** start Exercise data **
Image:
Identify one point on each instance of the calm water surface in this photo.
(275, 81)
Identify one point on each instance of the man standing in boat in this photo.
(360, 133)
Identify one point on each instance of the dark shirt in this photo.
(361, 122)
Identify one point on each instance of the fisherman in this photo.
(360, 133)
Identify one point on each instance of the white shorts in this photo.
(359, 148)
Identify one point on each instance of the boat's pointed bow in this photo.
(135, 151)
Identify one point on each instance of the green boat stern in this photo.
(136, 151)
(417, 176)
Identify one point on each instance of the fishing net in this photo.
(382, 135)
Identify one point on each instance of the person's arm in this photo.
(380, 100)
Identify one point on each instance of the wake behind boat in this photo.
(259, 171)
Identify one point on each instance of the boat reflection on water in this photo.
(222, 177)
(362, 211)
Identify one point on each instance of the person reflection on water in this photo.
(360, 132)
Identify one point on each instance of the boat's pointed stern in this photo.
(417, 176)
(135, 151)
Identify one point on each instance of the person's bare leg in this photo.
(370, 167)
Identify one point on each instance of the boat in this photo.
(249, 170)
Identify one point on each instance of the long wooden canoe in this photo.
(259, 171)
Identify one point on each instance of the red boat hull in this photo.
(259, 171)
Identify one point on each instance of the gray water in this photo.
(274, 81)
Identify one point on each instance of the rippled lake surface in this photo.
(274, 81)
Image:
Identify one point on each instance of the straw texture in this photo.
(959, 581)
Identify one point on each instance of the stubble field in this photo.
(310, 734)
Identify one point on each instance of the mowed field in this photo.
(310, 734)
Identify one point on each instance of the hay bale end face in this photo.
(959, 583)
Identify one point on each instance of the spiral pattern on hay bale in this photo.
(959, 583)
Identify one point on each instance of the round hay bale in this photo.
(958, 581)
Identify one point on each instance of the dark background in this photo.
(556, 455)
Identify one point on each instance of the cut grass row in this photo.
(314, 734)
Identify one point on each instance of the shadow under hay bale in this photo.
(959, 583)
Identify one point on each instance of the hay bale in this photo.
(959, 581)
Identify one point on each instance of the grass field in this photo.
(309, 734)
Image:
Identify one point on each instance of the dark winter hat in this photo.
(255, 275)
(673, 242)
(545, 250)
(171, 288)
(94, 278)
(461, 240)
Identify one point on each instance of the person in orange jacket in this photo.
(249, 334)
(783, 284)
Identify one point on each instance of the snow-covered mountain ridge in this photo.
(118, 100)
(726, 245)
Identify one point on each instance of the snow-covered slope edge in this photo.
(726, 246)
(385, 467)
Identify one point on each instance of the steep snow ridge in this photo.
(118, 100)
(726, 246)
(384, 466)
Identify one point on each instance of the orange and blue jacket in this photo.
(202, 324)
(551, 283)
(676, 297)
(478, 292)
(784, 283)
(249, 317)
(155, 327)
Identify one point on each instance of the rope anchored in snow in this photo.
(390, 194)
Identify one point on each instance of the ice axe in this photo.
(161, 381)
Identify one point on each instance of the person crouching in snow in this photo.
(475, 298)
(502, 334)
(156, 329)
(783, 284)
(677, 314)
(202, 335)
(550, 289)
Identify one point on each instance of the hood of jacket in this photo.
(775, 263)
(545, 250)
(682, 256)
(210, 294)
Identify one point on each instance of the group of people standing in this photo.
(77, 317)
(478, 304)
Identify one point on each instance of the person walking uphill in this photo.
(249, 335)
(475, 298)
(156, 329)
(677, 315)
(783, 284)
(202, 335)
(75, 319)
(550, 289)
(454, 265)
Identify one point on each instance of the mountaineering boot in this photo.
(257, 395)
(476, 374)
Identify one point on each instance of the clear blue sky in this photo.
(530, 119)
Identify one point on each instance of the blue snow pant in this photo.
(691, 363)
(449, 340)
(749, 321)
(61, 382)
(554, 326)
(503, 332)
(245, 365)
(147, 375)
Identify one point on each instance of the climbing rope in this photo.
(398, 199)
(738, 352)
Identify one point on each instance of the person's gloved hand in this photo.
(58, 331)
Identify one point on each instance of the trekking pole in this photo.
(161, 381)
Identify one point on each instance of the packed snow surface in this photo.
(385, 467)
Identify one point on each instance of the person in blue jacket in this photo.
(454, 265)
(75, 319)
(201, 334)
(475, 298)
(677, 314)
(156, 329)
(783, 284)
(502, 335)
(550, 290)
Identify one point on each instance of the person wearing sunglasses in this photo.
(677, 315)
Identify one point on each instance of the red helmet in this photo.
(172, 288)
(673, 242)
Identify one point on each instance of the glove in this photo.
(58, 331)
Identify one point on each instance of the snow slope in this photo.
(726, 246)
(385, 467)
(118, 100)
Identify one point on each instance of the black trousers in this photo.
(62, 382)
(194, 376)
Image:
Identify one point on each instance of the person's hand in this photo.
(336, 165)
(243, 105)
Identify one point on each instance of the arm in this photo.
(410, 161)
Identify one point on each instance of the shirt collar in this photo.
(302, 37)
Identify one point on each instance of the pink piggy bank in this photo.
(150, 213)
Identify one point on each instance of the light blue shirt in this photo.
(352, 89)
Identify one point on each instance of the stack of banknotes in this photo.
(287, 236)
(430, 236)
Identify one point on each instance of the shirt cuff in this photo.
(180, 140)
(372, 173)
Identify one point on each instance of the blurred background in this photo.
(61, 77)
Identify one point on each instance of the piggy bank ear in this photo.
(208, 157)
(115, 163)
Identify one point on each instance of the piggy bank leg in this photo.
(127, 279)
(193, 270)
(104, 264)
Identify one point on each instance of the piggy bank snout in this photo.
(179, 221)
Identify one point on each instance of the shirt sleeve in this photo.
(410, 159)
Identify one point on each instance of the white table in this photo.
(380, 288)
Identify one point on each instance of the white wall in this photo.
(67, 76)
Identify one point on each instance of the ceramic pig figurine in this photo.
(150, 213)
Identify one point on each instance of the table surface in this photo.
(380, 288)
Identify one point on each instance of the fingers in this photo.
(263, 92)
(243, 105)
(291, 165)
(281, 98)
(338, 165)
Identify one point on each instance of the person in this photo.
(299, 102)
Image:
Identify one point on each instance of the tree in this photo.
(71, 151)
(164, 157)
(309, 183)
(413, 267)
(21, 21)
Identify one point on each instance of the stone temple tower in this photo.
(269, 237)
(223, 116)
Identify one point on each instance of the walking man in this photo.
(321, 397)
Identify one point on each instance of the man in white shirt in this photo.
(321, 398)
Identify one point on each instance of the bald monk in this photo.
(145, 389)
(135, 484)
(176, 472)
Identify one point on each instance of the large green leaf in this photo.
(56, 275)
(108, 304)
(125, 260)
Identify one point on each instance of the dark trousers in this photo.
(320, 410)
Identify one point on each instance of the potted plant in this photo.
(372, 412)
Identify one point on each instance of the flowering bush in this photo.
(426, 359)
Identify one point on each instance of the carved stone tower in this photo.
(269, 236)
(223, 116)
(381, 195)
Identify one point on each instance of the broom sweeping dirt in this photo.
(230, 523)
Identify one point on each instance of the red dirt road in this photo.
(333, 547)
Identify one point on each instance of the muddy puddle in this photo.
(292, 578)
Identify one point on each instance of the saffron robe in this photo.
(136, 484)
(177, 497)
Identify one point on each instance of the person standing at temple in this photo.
** end Exercise data **
Give all of the entries again, word for word.

### Response
Image:
Identify one point on each instance of the calm water surface in this photo.
(275, 81)
Identify one point on each instance of the man standing in boat in this photo.
(360, 133)
Identify one point on each instance of the dark shirt in this photo.
(361, 122)
Identify one point on each instance of the fisherman in this photo.
(360, 133)
Identify one point on each instance of the white shorts in this photo.
(359, 148)
Identify one point on each instance of the boat's pointed bow in this photo.
(135, 151)
Identify one point on each instance of the green boat stern in this photo.
(136, 151)
(417, 176)
Identify one point on each instance of the fishing net in this photo.
(382, 135)
Identify one point on each instance of the person's arm in this photo.
(380, 100)
Identify one point on each instance of the wake behind boat in this photo.
(259, 171)
Identify one point on each instance of the boat reflection on water in this photo.
(222, 177)
(362, 211)
Identify one point on each instance of the person reflection on water in this photo.
(360, 132)
Identify one point on each instance of the boat's pointed stern in this photo.
(417, 176)
(135, 151)
Identify one point on each instance of the person's bare leg in this photo.
(370, 167)
Identify one point on each instance of the boat in this photo.
(249, 170)
Identify one point on each instance of the long wooden canoe in this photo.
(259, 171)
Identify one point on each instance of the red boat hull in this photo.
(259, 171)
Identify one point on each instance of the gray water in this photo.
(274, 81)
Identify one point on each instance of the rippled lake surface in this photo.
(274, 81)
Image:
Identify one point on each instance of the straw texture in this photo.
(959, 581)
Identify one point on each instance of the stubble field in this photo.
(310, 734)
Identify one point on each instance of the mowed field in this photo.
(310, 734)
Identify one point on each instance of the hay bale end face in this photo.
(959, 583)
Identify one point on each instance of the spiral pattern on hay bale in this photo.
(959, 583)
Identify one point on each instance of the round hay bale in this photo.
(958, 581)
Identify one point on each instance of the dark background in this photo.
(556, 455)
Identify one point on each instance of the cut grass row in this photo.
(314, 734)
Identify one point on each instance of the shadow under hay bale in this photo.
(959, 583)
Identify one point on each instance of the hay bale in this photo.
(959, 581)
Identify one point on each instance of the grass field in this photo.
(309, 734)
Image:
Identify one point on each instance of the dark winter hat in this photo.
(255, 275)
(673, 242)
(545, 250)
(171, 288)
(94, 278)
(461, 240)
Identify one point on each instance of the person in orange jacket in this photo.
(249, 334)
(783, 284)
Identify one point on each instance of the snow-covered mountain ridge in this photo.
(118, 100)
(726, 245)
Identify one point on each instance of the snow-covered slope edge in this photo.
(726, 246)
(385, 467)
Identify one point on each instance of the steep snow ridge in this photo.
(118, 100)
(726, 246)
(384, 466)
Identify one point on each instance of the orange and blue jacket in this photo.
(202, 324)
(551, 283)
(676, 297)
(478, 292)
(784, 283)
(249, 317)
(155, 327)
Identify one point on each instance of the rope anchored in snow in this photo.
(390, 194)
Identify one point on each instance of the ice axe in this photo.
(161, 381)
Identify one point on each instance of the person crouching in snow in this photo.
(475, 298)
(502, 334)
(156, 329)
(783, 284)
(677, 314)
(202, 335)
(550, 289)
Identify one point on each instance of the hood of jacket in this photo.
(775, 263)
(545, 250)
(682, 256)
(210, 294)
Identify one point on each instance of the group of people standing in this photo.
(77, 317)
(478, 304)
Identify one point on each instance of the person walking uphill in this photo.
(249, 335)
(475, 298)
(156, 329)
(677, 315)
(783, 284)
(202, 335)
(75, 319)
(550, 289)
(454, 265)
Identify one point on each instance of the mountaineering boot in this photo.
(257, 395)
(476, 374)
Identify one point on each instance of the clear blue sky in this photo.
(530, 119)
Identify one point on each instance of the blue snow pant in this photo.
(691, 363)
(449, 340)
(749, 321)
(61, 382)
(554, 326)
(503, 332)
(245, 365)
(147, 375)
Identify one point on each instance of the climbing rope in this photo.
(398, 199)
(738, 352)
Identify one point on each instance of the person's gloved hand in this photo.
(58, 331)
Identify one point on each instance of the trekking pole in this photo.
(161, 381)
Identify one point on each instance of the packed snow surface in this photo.
(385, 467)
Identify one point on each instance of the person in blue jacket in this photo.
(454, 265)
(75, 319)
(201, 334)
(475, 298)
(677, 314)
(156, 329)
(783, 284)
(502, 335)
(550, 290)
Identify one point on each instance of the person wearing sunglasses in this photo.
(677, 315)
Identify one point on each instance of the red helmet in this photo.
(172, 288)
(673, 242)
Identify one point on each instance of the glove in this photo.
(58, 331)
Identify one point on each instance of the snow slope in this photo.
(726, 246)
(385, 467)
(118, 100)
Identify one point on each instance of the black trousers in this photo.
(62, 382)
(194, 376)
Image:
Identify one point on each instance of the person's hand in this photo.
(336, 165)
(243, 105)
Identify one point on each instance of the arm in this photo.
(410, 161)
Identify one point on each instance of the shirt collar in this photo.
(302, 37)
Identify one point on each instance of the pink piggy bank in this photo.
(150, 213)
Identify one point on each instance of the light blue shirt in this photo.
(352, 89)
Identify one point on each instance of the stack of banknotes in this photo.
(287, 236)
(430, 236)
Identify one point on each instance of the shirt cuff in this photo.
(180, 140)
(372, 173)
Identify one point on each instance of the blurred background in this photo.
(61, 77)
Identify one point on each instance of the piggy bank ear in this photo.
(208, 157)
(115, 163)
Identify one point on each instance of the piggy bank leg in this photo.
(127, 279)
(193, 270)
(104, 264)
Identify one point on each instance of the piggy bank snout in this photo.
(179, 221)
Identify one point on each instance of the shirt sleeve in this photo.
(410, 159)
Identify one point on each instance of the white table in this photo.
(380, 288)
Identify one point on each instance of the white wall in this photo.
(67, 76)
Identify one point on each instance of the ceramic pig figurine in this photo.
(150, 213)
Identify one point on each instance of the table surface in this photo.
(380, 288)
Identify one point on each instance of the fingers in this photo.
(263, 92)
(243, 105)
(291, 165)
(281, 98)
(338, 165)
Identify one point on each instance of the person in this photo.
(299, 102)
Image:
Identify one point on each instance of the tree in this photo.
(71, 151)
(164, 157)
(309, 183)
(413, 267)
(21, 21)
Identify one point on each instance of the stone temple tower in this photo.
(269, 237)
(223, 116)
Identify one point on each instance of the walking man in this photo.
(321, 397)
Identify one point on each instance of the man in white shirt in this photo.
(321, 398)
Identify one point on each instance of the bald monk in this photo.
(145, 389)
(135, 484)
(176, 472)
Identify one point on each instance of the large green leaf in this photo.
(56, 275)
(108, 304)
(125, 260)
Identify one point on each instance of the dark trousers in this photo.
(320, 410)
Identify one point on each instance of the potted plant in this photo.
(372, 412)
Identify one point on each instance of the flowering bush in this photo.
(426, 359)
Identify one point on each instance of the carved stone tower in this photo.
(269, 236)
(223, 116)
(381, 195)
Identify one point on each instance of the broom sweeping dirt in this photo.
(230, 523)
Identify one point on each instance of the red dirt road in this photo.
(333, 547)
Identify one point on each instance of the muddy puddle in this photo.
(292, 578)
Identify one point on each instance of the saffron robe in this photo.
(136, 484)
(177, 497)
Identify one point on each instance of the person standing at temple in this photo.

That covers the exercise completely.